TASK MATERIAL below:

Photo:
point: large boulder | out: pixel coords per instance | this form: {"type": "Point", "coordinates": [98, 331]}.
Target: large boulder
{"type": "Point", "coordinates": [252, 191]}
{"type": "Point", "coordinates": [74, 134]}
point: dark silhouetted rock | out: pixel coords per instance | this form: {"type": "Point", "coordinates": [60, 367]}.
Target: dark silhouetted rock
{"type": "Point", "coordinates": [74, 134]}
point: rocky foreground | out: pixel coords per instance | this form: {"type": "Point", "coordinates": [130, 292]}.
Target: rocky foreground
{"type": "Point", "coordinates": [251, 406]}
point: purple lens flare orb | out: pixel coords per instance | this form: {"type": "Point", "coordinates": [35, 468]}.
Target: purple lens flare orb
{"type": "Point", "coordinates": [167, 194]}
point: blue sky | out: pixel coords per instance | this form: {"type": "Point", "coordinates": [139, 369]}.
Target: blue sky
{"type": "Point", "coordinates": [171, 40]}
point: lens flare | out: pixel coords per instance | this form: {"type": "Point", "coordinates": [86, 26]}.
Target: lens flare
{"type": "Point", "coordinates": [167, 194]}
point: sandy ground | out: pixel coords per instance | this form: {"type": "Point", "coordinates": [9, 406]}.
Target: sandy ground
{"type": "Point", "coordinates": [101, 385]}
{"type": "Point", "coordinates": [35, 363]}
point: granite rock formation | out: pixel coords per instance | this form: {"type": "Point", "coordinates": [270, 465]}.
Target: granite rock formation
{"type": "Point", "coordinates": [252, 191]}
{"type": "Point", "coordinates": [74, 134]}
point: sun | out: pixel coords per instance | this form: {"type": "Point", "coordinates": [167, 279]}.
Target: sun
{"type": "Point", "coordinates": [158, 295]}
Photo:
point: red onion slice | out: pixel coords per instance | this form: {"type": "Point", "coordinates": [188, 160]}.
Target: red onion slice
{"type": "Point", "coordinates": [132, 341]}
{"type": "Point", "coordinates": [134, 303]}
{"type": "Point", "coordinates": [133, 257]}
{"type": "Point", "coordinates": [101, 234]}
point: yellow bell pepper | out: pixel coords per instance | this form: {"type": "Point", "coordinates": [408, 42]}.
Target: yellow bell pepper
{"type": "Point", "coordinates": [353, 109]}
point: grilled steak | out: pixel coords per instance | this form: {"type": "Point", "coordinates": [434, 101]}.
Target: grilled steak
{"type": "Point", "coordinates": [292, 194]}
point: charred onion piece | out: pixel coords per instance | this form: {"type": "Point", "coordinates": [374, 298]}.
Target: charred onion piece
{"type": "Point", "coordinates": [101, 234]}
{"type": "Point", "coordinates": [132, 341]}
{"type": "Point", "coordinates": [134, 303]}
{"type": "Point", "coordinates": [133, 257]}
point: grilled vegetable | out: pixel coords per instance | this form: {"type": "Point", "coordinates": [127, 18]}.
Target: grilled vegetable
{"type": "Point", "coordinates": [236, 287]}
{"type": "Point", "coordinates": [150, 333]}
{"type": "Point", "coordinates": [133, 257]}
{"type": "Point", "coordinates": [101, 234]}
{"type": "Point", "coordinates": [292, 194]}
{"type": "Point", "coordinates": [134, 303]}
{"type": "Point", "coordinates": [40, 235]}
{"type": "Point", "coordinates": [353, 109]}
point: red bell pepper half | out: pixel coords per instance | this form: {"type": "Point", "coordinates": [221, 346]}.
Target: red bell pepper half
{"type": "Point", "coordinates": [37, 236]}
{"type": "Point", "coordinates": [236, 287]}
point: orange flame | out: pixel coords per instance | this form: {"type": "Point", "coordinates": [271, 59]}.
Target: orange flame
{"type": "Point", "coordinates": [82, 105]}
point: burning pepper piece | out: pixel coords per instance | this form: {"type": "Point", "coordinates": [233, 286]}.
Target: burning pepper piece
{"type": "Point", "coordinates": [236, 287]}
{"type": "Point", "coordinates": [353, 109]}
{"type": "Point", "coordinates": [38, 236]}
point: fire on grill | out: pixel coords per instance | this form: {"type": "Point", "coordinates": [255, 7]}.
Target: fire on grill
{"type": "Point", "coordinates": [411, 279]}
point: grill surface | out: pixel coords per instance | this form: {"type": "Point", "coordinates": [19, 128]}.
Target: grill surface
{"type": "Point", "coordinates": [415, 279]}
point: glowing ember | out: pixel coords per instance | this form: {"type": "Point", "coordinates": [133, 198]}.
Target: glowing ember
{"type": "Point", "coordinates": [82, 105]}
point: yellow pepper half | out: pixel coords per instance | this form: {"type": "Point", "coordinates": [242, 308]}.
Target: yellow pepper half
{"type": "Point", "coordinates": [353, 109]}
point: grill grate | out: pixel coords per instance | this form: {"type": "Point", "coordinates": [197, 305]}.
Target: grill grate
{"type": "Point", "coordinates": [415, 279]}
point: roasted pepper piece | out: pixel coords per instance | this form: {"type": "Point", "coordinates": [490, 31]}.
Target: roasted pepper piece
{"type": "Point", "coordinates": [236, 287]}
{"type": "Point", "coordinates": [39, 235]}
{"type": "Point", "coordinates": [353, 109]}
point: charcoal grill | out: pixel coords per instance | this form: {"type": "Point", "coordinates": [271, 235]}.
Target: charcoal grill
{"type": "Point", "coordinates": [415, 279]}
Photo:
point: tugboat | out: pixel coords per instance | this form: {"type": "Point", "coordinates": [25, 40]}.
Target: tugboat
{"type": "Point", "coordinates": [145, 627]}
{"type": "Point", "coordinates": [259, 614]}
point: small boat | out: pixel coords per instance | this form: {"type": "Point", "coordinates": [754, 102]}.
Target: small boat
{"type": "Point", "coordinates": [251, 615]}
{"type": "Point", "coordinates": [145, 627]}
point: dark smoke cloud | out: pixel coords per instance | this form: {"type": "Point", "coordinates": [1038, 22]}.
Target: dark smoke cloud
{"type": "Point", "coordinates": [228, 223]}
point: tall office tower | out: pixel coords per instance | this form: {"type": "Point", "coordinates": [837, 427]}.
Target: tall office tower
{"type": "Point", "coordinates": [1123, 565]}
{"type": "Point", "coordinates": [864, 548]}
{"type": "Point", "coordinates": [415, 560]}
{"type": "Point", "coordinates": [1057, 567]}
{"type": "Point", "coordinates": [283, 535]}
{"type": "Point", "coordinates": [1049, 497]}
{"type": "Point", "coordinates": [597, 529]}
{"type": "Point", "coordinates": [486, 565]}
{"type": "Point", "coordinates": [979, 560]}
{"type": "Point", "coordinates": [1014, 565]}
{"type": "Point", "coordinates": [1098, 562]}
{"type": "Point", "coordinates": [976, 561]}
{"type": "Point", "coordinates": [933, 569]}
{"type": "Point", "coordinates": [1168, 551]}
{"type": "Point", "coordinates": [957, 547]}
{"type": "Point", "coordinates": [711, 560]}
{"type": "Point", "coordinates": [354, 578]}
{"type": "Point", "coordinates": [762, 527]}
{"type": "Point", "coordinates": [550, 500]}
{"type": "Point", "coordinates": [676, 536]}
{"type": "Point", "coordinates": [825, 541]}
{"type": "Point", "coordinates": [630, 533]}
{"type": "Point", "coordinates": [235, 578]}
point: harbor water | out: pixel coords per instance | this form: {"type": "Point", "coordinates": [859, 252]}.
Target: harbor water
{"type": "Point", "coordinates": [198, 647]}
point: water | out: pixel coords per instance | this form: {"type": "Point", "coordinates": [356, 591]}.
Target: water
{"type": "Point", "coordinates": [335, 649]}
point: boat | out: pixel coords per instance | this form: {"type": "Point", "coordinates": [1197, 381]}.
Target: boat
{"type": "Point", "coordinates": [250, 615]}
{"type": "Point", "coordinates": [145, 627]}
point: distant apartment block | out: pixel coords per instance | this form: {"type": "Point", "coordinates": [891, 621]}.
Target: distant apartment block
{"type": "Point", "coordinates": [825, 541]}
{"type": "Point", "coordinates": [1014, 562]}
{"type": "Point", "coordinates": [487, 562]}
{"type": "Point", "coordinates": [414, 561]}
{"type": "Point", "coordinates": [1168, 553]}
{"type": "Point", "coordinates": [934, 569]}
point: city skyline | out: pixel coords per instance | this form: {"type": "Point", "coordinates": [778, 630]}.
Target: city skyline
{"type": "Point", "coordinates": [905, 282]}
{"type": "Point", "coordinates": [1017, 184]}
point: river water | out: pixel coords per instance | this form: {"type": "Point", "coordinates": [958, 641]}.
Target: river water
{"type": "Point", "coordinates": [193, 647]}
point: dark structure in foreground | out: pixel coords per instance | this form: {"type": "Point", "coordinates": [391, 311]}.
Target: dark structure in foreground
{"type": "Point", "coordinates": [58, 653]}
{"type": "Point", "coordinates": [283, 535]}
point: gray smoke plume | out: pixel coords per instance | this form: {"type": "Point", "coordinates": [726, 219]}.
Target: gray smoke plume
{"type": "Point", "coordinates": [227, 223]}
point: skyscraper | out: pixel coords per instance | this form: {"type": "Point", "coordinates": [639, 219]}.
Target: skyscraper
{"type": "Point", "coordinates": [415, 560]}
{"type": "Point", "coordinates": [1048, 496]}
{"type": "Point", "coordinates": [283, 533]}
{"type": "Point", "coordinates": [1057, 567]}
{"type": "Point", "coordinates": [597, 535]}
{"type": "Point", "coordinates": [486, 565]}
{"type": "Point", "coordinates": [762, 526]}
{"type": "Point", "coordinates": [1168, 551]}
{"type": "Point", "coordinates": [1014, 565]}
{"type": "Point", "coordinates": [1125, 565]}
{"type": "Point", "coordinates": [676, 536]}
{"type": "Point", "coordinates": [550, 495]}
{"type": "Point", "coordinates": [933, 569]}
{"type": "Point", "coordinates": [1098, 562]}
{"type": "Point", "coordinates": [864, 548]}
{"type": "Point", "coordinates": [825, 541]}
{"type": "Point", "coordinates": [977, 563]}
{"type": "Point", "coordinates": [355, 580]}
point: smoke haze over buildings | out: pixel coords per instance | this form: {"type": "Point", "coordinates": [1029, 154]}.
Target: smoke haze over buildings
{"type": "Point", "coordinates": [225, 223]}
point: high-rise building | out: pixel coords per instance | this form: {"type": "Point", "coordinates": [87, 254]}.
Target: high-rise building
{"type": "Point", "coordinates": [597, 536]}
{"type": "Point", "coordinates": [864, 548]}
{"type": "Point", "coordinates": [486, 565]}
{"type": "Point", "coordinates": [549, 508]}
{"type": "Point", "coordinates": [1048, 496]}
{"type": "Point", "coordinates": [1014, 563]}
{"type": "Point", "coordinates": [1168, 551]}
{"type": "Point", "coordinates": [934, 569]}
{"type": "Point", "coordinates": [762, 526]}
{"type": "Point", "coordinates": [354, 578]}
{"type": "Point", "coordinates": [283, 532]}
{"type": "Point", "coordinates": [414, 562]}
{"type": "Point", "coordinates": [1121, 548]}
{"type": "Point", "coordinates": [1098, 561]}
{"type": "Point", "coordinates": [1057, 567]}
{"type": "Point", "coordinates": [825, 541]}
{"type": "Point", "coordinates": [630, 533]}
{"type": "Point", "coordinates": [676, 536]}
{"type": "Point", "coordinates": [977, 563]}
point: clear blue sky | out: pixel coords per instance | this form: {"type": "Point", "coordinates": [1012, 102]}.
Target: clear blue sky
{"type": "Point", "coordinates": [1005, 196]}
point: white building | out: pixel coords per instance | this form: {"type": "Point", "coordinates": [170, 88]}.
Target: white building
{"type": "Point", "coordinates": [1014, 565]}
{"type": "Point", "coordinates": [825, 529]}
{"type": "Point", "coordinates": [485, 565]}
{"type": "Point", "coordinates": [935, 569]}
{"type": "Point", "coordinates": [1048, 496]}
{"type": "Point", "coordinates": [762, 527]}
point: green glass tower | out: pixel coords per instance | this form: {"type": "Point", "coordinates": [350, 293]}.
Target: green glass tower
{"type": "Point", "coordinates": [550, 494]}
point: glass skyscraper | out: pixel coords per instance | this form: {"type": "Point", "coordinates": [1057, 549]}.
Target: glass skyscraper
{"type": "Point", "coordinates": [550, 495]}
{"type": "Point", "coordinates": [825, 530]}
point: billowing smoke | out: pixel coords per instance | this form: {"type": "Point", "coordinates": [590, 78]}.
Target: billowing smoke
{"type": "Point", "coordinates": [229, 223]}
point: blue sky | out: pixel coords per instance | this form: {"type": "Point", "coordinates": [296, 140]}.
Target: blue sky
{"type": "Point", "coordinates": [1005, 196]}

End of TASK MATERIAL.

## WHAT IS REQUIRED
Nothing but the lines from the one with "Target: glass skyscraper" through the end of the data above should be repeated, each exactly as it stands.

## ANSWER BOX
Target: glass skyscraper
{"type": "Point", "coordinates": [550, 495]}
{"type": "Point", "coordinates": [825, 530]}
point: billowing smoke | out: pixel coords per instance | this form: {"type": "Point", "coordinates": [590, 78]}.
Target: billowing smoke
{"type": "Point", "coordinates": [229, 223]}
point: blue sky | out: pixel coords per instance | this form: {"type": "Point", "coordinates": [296, 140]}.
Target: blue sky
{"type": "Point", "coordinates": [1005, 196]}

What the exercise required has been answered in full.